> [What you should do]: From the listing below, reproduce word for word the part that opens with the line containing "the polo shirt." and closes with the line containing "and red shirt."; reproduce nothing else.

> [Records for this task]:

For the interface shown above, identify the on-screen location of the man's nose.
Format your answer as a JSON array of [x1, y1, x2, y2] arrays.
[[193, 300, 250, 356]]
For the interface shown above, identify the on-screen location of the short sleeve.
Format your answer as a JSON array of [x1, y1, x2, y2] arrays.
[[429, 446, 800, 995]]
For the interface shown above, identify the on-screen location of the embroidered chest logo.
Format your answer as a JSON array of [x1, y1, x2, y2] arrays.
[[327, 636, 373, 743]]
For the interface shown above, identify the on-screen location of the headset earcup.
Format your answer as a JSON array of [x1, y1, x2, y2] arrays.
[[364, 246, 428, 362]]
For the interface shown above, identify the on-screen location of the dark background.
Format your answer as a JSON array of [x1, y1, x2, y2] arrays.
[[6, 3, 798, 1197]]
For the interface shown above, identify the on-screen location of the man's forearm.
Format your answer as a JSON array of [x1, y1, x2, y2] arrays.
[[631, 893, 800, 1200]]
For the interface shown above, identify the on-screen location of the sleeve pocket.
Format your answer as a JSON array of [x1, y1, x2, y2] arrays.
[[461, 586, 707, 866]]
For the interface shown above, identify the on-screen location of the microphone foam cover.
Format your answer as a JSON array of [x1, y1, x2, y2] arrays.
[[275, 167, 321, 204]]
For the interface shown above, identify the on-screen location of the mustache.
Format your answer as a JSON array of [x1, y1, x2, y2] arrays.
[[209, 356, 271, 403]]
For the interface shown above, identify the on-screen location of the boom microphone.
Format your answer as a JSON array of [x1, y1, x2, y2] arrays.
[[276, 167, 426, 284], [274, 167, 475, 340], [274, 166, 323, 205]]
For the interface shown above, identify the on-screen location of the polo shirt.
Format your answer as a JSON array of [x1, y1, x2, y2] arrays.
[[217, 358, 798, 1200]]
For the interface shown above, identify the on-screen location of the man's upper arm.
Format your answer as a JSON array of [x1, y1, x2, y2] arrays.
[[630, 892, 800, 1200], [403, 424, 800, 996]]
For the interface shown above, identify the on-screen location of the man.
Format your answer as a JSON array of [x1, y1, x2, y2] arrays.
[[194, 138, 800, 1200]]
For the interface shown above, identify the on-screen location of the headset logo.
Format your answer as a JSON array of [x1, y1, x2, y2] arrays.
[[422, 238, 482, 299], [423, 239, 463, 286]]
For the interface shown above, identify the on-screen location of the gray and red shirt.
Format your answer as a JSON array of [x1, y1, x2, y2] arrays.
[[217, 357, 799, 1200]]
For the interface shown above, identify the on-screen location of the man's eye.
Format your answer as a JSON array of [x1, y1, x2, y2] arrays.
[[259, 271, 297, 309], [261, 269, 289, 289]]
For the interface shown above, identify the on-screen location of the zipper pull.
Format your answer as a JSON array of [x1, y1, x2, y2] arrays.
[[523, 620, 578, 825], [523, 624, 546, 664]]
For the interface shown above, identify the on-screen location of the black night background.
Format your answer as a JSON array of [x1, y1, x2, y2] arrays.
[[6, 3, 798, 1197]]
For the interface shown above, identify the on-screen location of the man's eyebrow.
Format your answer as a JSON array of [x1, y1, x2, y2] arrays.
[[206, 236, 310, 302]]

* * *

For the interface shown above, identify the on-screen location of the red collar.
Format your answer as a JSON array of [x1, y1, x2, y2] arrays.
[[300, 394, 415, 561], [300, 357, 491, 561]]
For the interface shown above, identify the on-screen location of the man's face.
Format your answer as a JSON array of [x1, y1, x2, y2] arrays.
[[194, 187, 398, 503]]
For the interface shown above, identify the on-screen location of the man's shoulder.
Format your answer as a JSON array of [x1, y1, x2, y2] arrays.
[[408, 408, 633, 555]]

> [Output of the task]:
For the interface shown above, identify the on-screen location of the polo shirt.
Format your answer as a JSON array of [x1, y1, x2, y2] arrays.
[[217, 358, 798, 1200]]
For the interface shown above, identify the on-screen location of the man's upper arm.
Format your answer as a JSON array of [x1, y1, x2, y2] arrays.
[[630, 892, 800, 1200], [403, 424, 800, 996]]
For the interface shown above, identify the on-screen location of the man.
Format your answer as a JSON array of [x1, y1, x2, y2] arrays.
[[194, 138, 800, 1200]]
For the interface shown above, identify the on-screen location of the headset logo.
Format your answer as a JSON array of [x1, y1, x2, y2] arrays.
[[422, 238, 482, 299], [423, 239, 463, 286]]
For the interface shown above, identify the on-screen location of the gray and red shirt.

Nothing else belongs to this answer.